Alessandro Camillini (tratto da www.lagazzettadeglientilocali.it)

 

La disposizione che consente alle regioni e agli enti locali di non iscrivere a ruolo importi  minori dei 30 euro è legittima; almeno è quanto ha deciso la Corte costituzionale che, con la sentenza n. 121 del 5 giugno 2013, ha dichiarato non fondate le questioni di legittimità costituzionale, promosse dalla Regione Veneto, dell’art. 3, comma 10, del d.l. 2 marzo 2012, n. 16, convertito, con modifiche, dalla legge 26 aprile 2012, n. 44, il quale stabilisce che“a decorrere dal 1° luglio 2012, non si procede al’accertamento, all’iscrizione a ruolo e alla riscossione dei crediti relativi ai tributi erariali, regionali, e locali, qualora l’ammontare dovuto, comprensivo di sanzioni amministrative e interessi, non superi, per ciascun credito, l’importo di euro 30, con riferimento a ogni periodo d’imposta”.
Bisogna ricordare che questa norma è stata assunta al fine di evitare che i costi di riscossione e di accertamento superino i benefici dell’entrata nelle casse della pubblica amministrazione. Dall’applicazione della norma impugnata, secondo la Regione, sarebbe derivato un grave pregiudizio finanziario, poiché ilcitato art. 3 del dl n.16 del 2012, nell’innalzare in modo troppo esoso il tetto della “modesta entità” dei crediti tributari, che prima era fissata a “lire 32 mila” (euro 16,53), avrebbe determinato una notevole contrazione del gettito sia dei tributi regionali “derivati” (istituti e disciplinati dalla legge statale e il cui gettito è attribuito alle Regioni) e sia delle addizionali regionali sulle basi imponibili di tributi erariali.
La norma infrangerebbe, quindi, tra gli altri, l’art. 117, terzo comma, della Costituzione, dal punto di vista del coordinamento della finanza pubblica e del sistema tributario e l’art. 120 per inosservanza della leale collaborazione. La Corte ha ritenuto non fondate tutte le questioni sottoposte al suo esame e non ha perso l’occasione di ricordare alcuni principi che spesso sono dimenticati troppo facilmente dagli enti impositori o che allo stesso modo sono impiegati strumentalmente per avallare interpretazioni che sono puntualmente respinte dalla Consulta.

# # #

Istruzioni dell'esercizio:
• a. Traduci in inglese questa frase del brano sulla soglia dei 30 euro: "Bisogna ricordare che questa norma è stata assunta al fine di evitare che i costi di riscossione e di accertamento superino i benefici dell'entrata nelle casse della pubblica amministrazione."
• b. Riprendi il brano sulla soglia dei 30 euro e proseguilo a partire dalla sua ultima frase.

Sezione dati:
# # #

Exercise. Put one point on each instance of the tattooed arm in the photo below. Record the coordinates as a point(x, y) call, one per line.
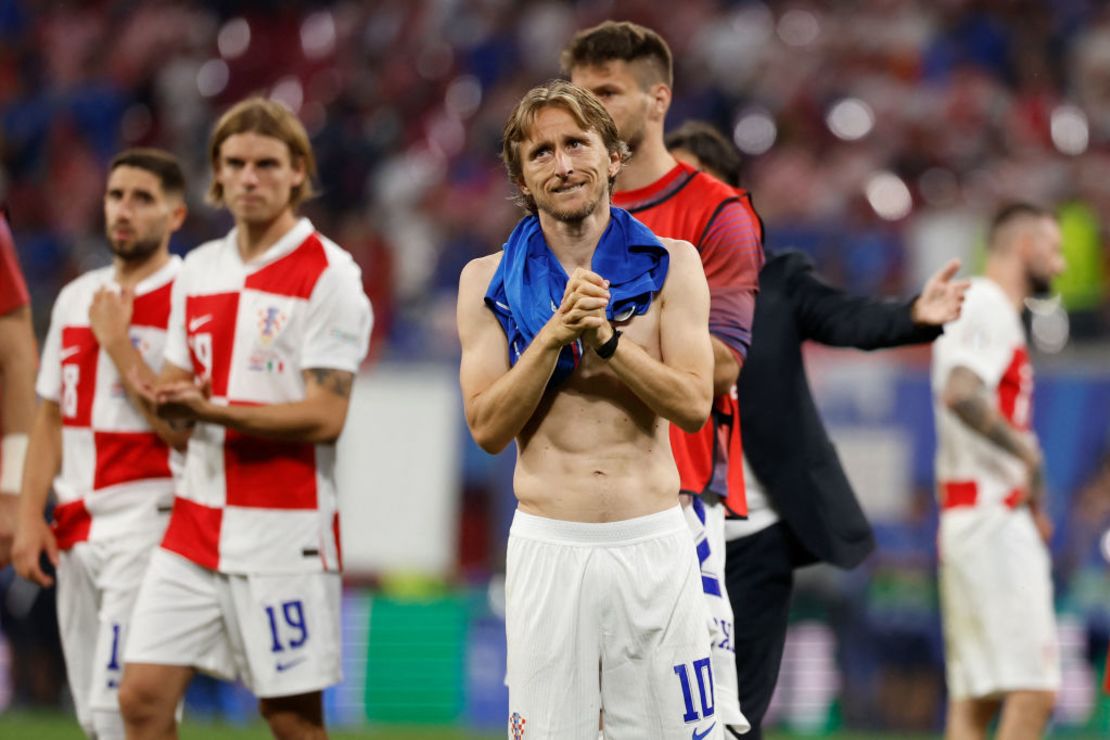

# # #

Soluzioni delle consegne:
• a. It should be recalled that this provision was adopted in order to prevent the costs of collection and assessment from exceeding the benefits of the revenue flowing into the coffers of the public administration.

• b.
La Corte ancora una volta ha selezionato come elemento risolutivo delle questioni in esame la competenza legislativa esclusiva in materia tributaria attribuita allo Stato a seguito delle modifiche  al titolo V della costituzione. Chiarisce, infatti che è sbagliato il presupposto interpretativo da cui parte la regione ricorrente secondo il quale la disciplina dei crediti relativi a “tributi regionali derivati” è ascrivibile alla materia di competenza legislativa concorrente del“coordinamento del sistema tributario” di cui al terzo comma dell’art. 117 Cost.
Infatti, in base alla costante giurisprudenza della Corte, i tributi regionali “derivati” e le addizionali regionali, in quanto istituiti e regolati dalla legge statale, rientrano nella materia “ordinamento tributario dello Stato” che l’art. 117, secondo comma, lettera e), Cost. riserva alla competenza legislativa statale, a nulla rilevando che il gettito sia attribuito alle Regioni. Lo stesso si può, naturalmente affermare per i tributi locali “derivati”, istituiti e regolamentati dalla legge statale e il cui gettito è attribuito agli enti locali.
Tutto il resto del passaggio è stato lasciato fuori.